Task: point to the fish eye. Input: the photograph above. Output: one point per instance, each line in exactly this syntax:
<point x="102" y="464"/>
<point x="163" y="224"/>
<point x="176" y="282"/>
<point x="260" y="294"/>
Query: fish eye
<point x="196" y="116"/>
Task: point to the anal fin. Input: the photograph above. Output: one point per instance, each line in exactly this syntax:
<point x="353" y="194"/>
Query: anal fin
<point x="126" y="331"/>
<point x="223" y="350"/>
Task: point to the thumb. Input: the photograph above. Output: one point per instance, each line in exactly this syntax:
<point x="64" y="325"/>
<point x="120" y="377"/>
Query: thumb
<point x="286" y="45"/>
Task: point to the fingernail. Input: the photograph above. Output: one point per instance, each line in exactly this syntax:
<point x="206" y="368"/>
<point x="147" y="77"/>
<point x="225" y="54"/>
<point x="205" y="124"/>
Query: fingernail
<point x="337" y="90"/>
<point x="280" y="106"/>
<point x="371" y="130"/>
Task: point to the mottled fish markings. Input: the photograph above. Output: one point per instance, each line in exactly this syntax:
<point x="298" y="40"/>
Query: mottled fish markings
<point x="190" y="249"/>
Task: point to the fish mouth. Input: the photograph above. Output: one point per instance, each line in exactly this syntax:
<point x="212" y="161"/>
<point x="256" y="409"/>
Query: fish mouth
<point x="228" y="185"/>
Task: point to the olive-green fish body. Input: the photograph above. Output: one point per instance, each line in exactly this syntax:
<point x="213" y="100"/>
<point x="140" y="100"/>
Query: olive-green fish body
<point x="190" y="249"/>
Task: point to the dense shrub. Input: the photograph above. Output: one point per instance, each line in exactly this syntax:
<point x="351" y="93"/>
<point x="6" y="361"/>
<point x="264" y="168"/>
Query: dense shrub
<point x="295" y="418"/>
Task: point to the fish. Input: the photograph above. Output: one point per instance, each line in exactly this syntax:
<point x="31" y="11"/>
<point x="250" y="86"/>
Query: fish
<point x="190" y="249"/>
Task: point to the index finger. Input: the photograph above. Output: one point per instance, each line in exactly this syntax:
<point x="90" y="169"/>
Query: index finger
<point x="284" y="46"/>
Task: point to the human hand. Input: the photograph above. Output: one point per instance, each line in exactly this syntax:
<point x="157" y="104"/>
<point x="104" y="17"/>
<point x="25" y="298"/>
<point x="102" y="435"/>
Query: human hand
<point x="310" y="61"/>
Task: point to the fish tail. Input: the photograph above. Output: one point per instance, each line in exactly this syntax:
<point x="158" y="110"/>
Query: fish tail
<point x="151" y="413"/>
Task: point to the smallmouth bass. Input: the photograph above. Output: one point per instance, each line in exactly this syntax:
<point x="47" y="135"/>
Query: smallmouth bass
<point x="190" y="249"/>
^^^^^^^^^^^^^^^^
## The problem:
Your task is to repeat the data exactly, with nothing left out.

## Solution to this task:
Task: point to the fish eye. Input: the photograph above. Output: one point per instance, each line in exactly this syntax:
<point x="102" y="464"/>
<point x="163" y="224"/>
<point x="176" y="282"/>
<point x="260" y="294"/>
Query: fish eye
<point x="196" y="116"/>
Task: point to the anal fin. Input: the photograph above. Output: one point per instance, each line in exactly this syntax:
<point x="353" y="194"/>
Query: anal fin
<point x="126" y="331"/>
<point x="223" y="350"/>
Task: point to the thumb. Input: the photograph above. Output: one point per instance, each line in exactly this syntax:
<point x="64" y="325"/>
<point x="120" y="377"/>
Query: thumb
<point x="286" y="45"/>
Task: point to the fingernail. Input: the photograph above. Output: one point per instance, each line in exactly this syntax:
<point x="206" y="368"/>
<point x="147" y="77"/>
<point x="225" y="54"/>
<point x="205" y="124"/>
Query: fingernail
<point x="337" y="90"/>
<point x="280" y="106"/>
<point x="371" y="130"/>
Task: point to the mottled fish markings. Input: the photograph above. Output: one point per instance, each line in exactly this syntax:
<point x="298" y="40"/>
Query: mottled fish markings
<point x="190" y="249"/>
Task: point to the fish mouth. Input: the photograph above. Output: one point per instance, each line in exactly this syntax:
<point x="212" y="161"/>
<point x="256" y="409"/>
Query: fish mouth
<point x="228" y="185"/>
Task: point to the olive-green fish body. Input: the photograph above. Output: one point per instance, each line in exactly this syntax:
<point x="213" y="100"/>
<point x="140" y="100"/>
Query: olive-green fish body
<point x="190" y="249"/>
Task: point to the dense shrub. Input: the photograph above. Output: one point per instance, each line in exactly this syntax:
<point x="351" y="93"/>
<point x="6" y="361"/>
<point x="264" y="168"/>
Query: dense shrub
<point x="295" y="418"/>
Task: point to the fish. Input: the photograph above. Output: one point per instance, each line in exactly this syntax:
<point x="31" y="11"/>
<point x="250" y="86"/>
Query: fish
<point x="190" y="249"/>
Task: point to the index finger. Input: the photograph above. Output: one point per instance, each line in exactly this syntax:
<point x="90" y="169"/>
Query: index finger
<point x="284" y="46"/>
Task: point to the human hand. Input: the photograph above. Output: one point per instance, each line in exactly this syntax:
<point x="157" y="104"/>
<point x="104" y="17"/>
<point x="25" y="298"/>
<point x="102" y="435"/>
Query: human hand
<point x="310" y="61"/>
Task: point to the fish tail. Input: the photograph above. Output: one point per instance, each line in exactly this syntax:
<point x="158" y="110"/>
Query: fish tail
<point x="151" y="413"/>
Task: point to the smallmouth bass. Input: the photograph above. Output: one point per instance, each line in exactly this syntax:
<point x="47" y="135"/>
Query: smallmouth bass
<point x="190" y="249"/>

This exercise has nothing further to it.